▶ [Written problem] Which lines run from the one containing "TARGET: the shark tail fin" to the end of the entries? Quote them exactly, and nothing else.

▶ [Stored records]
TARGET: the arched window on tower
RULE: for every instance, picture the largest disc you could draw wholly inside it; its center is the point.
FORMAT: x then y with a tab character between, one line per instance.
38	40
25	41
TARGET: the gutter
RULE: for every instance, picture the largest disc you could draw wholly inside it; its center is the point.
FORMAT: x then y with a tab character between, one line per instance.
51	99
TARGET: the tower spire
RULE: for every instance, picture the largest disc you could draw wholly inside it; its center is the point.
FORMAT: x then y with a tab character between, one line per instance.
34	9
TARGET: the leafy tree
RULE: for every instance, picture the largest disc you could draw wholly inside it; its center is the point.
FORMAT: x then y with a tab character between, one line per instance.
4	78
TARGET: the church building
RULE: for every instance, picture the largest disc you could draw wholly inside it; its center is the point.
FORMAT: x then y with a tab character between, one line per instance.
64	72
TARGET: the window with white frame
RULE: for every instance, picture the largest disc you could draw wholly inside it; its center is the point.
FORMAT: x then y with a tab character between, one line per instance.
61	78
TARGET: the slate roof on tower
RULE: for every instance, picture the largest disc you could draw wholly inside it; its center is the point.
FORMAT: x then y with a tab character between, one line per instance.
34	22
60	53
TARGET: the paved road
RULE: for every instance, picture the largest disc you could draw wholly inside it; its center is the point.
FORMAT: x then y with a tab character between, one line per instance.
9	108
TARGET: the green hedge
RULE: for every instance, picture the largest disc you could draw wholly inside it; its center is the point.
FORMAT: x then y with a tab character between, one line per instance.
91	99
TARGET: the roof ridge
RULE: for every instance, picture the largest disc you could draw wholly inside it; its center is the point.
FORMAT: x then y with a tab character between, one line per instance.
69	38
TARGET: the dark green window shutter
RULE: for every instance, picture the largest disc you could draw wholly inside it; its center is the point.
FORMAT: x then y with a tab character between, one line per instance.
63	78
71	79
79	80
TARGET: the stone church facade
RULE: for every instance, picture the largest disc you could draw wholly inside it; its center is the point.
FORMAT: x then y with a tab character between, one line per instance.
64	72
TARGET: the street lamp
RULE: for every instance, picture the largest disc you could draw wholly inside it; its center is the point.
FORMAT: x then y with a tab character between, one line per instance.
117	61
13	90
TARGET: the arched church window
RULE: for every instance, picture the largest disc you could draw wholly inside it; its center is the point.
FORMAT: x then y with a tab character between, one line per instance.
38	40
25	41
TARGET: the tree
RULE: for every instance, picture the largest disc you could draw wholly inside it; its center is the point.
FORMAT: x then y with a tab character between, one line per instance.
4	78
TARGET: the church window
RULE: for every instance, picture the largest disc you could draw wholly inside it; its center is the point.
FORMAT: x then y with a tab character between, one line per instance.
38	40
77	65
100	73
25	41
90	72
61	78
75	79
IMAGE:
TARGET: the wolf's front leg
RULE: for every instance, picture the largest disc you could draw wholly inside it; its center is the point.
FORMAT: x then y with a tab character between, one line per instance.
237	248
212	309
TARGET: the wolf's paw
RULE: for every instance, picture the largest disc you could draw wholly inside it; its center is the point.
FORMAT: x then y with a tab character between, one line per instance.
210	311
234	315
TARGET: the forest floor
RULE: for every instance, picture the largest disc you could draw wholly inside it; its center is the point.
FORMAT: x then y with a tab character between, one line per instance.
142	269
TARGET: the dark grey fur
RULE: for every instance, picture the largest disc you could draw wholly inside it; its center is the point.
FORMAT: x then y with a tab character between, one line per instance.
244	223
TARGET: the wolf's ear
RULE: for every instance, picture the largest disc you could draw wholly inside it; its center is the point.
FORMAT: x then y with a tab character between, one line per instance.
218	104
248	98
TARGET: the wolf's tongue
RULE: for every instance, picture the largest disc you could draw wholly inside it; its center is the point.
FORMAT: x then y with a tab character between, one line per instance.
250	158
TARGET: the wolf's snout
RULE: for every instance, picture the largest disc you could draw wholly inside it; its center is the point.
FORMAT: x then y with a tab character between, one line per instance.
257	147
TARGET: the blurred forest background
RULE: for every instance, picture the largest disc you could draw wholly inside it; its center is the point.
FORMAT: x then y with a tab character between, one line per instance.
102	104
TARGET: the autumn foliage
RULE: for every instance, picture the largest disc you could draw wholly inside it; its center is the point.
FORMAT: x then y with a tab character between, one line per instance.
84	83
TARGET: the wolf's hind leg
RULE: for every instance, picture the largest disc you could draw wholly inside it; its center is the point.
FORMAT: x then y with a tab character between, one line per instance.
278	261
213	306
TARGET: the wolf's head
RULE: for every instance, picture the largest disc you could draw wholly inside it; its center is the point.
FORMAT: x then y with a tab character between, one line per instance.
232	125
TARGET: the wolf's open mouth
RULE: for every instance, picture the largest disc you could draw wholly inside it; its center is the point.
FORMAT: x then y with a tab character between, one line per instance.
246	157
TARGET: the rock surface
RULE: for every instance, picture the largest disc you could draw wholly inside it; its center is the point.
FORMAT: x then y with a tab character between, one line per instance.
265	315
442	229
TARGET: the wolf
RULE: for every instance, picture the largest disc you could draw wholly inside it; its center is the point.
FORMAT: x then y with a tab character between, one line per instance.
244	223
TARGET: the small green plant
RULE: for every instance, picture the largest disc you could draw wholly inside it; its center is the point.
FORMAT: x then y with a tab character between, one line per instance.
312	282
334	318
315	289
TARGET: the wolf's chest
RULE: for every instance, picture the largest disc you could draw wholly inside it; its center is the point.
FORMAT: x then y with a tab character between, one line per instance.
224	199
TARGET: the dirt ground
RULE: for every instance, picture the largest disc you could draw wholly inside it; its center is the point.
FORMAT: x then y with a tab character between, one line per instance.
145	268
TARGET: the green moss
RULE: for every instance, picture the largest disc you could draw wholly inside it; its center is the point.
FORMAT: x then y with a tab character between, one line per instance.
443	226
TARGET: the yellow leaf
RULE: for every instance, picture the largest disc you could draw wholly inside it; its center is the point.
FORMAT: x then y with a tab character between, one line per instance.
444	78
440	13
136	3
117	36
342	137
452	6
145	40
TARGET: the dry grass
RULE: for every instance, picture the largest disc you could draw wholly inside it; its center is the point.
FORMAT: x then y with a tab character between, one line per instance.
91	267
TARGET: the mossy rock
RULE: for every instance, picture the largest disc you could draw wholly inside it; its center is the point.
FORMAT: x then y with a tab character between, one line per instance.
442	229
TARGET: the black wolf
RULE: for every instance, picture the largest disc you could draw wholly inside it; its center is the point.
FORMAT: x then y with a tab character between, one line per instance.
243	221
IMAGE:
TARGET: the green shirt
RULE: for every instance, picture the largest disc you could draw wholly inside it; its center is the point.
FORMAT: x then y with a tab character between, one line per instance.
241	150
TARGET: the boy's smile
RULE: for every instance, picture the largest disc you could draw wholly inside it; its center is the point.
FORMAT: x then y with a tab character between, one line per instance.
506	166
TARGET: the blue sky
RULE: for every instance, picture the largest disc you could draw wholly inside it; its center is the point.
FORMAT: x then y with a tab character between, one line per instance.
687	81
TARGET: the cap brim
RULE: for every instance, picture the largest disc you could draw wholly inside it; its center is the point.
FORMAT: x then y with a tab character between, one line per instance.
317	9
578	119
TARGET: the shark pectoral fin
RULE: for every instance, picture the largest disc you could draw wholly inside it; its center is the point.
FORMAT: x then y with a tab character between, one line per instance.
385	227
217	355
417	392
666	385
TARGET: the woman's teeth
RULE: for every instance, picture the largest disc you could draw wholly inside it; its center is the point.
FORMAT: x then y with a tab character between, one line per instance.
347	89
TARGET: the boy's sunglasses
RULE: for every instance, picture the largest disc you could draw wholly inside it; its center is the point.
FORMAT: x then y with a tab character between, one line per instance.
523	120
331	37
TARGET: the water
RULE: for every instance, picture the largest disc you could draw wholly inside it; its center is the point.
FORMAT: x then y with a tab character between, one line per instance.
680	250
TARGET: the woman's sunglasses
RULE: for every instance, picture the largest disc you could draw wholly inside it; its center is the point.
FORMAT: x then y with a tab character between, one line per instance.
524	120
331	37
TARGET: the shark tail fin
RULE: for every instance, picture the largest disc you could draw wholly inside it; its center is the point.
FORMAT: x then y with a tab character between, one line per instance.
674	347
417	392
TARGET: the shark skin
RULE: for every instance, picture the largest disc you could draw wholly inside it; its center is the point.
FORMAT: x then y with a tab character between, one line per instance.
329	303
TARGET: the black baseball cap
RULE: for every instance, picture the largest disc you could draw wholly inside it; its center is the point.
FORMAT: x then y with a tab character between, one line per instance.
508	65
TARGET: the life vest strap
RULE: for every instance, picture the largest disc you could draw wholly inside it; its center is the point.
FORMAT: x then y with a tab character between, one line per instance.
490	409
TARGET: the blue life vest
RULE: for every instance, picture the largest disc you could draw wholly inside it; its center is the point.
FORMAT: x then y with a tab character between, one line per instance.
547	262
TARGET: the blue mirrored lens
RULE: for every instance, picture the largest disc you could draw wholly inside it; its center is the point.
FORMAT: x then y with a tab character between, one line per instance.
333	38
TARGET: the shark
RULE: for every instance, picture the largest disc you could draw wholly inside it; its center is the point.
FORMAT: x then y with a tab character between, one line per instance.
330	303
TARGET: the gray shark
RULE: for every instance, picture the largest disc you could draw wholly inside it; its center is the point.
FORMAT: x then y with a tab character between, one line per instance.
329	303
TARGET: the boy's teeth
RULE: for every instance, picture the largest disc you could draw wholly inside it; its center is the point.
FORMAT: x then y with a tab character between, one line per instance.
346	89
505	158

▶ [Result of the exercise]
TARGET: the shark tail fin
RULE: for every instance, picture the largest disc you could draw wholly inside it; its center is the point.
FORMAT: x then y with a tab character between, one line per instance.
674	347
417	392
TARGET: the shark skin
RULE: for every instance, picture the largest disc you could draw wholly inside it; its center is the point.
FORMAT: x then y with a tab character between, one line per instance.
329	303
TARGET: the black baseball cap
RULE: for every instance, picture the largest disc you could draw wholly inside it; its center is the point.
FORMAT: x then y with a tab character between, one line per instance.
508	65
TARGET: the life vest strap
RULE: for every instance, picture the largest disc you could draw wholly inside it; its center is the point.
FORMAT: x then y with a tab character between, one line per instance.
490	409
TARGET: the blue life vest
RULE: for every instance, picture the largest disc you could draw wholly inside it; its center is the point.
FORMAT: x then y with a tab character between, one line per instance.
547	262
TARGET: the blue mirrored lens
RULE: for every instance, picture the largest disc you could draw wholly inside it; its center is the point.
FORMAT: x then y with a tab character between, one line per instance.
333	38
TARGET: the shark
RULE: for every instance, picture the largest disc you could draw wholly inside it; its center is the point.
FORMAT: x then y with a tab character between, one line per instance.
330	303
TARGET: the gray shark
RULE: for every instance, picture the largest disc you could draw wholly inside it; its center is the point.
FORMAT: x then y with a tab character between, one line per instance.
329	303
TARGET: the boy's teeth
RULE: for every instance, picture the largest disc you could draw wholly inside it; its center is the point.
FORMAT: x then y with a tab character between, one line per instance.
346	89
505	158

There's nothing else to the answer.